**Selected excerpt**
Scientists and doctors have been trying to use bacteria to fight cancer for more than a century. In 1891, the surgeon William Coley infected cancer patients with Streptoccocus, thinking that the microbes would trigger an immune response that would also destroy the cancer cells. Coley treated over a thousand people in this way, and although some recovered, others didn’t. Amid mixed results, the approach fell into neglect.

It resurfaced when doctors started realizing that tumors were not sterile, as had long been thought, but often contains multitudes of microbes. The oxygen-hating bacteria that thrive in our gut can readily grow in the interior of tumors, which are similarly low in oxygen and sheltered from patrolling immune cells. The presence of such microbes was attractive to scientists because one of the big challenges in cancer medicine is actually getting drugs into tumours in the first place. If tumour-seeking microbes could be engineered to make those drugs, they could be the perfect Trojan horses.

First, you need to pick the right microbe. Salmonella is a good choice. It can survive without oxygen and readily accumulates in tumors. It’s also closely related to Escherichia coli, the favoued bacterium of the modern biologist. Which means that all the techniques that geneticists have developed for engineering E. coli can be used to modify Salmonella too. “We can quickly leverage an enormous toolbox,” says Hasty.

But, wait—bacteria are living things. They grow. They multiply. They trigger immune responses. Other scientists have tested engineered strains of drug-delivering Salmonella, with poor results. “We killed our mice,” says Seigfried Weiss from the Helmholtz Centre for Infection Research. “They had such a high load of bacteria that they probably suffered a toxic shock.” So if you want to use Salmonella to shuttle drugs into tumors, you need some way of controlling their numbers.

**To do**
1) Answer these questions about the passage on using bacteria against cancer:
(a) In what year did the surgeon William Coley infect cancer patients with bacteria?
(b) According to the passage, what can be done with Salmonella because it is closely related to E. coli?
(c) What does the researcher from the Helmholtz Centre for Infection Research say probably happened to the mice?
2) Write a continuation of the passage on using bacteria against cancer, picking up after its final sentence.

**Information shown**

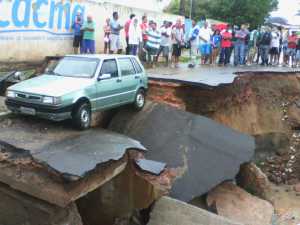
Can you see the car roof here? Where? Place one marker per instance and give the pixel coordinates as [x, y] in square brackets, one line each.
[101, 56]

**Responses**
1)
(a) 1891.
(b) The techniques geneticists have developed for engineering E. coli can be used to modify Salmonella too.
(c) The mice had such a high load of bacteria that they probably suffered a toxic shock.

2)
That’s what Hasty’s team, led by student Omar Din, developed. They started with a de-fanged strain of Salmonella that doesn’t cause disease, and gave it the ability to make an anti-tumor drug. They also added genes that bacteria-killing viruses use to destroy their victims, and cleverly wired these up to genes that Salmonella and other bacteria use to sense each other.

The result is a medicine-making microbe with built-in population control. Once the population hits a certain size, 90 percent of the cells rupture synchronously, releasing their cargo. The survivors can then repopulate, and the whole cycle beings again, like clockwork.

Of course, “you’re still putting in a live Salmonella strain,” says Beth McCormick from the University of Massachusetts Medical School. They might be neutered but they’re still bacteria, and they could still trigger inflammation and other immune problems. “But these synchronized circuits allow a persistent but low state of infection, which might overcome the issue with immune responses. It’s a great preliminary step.”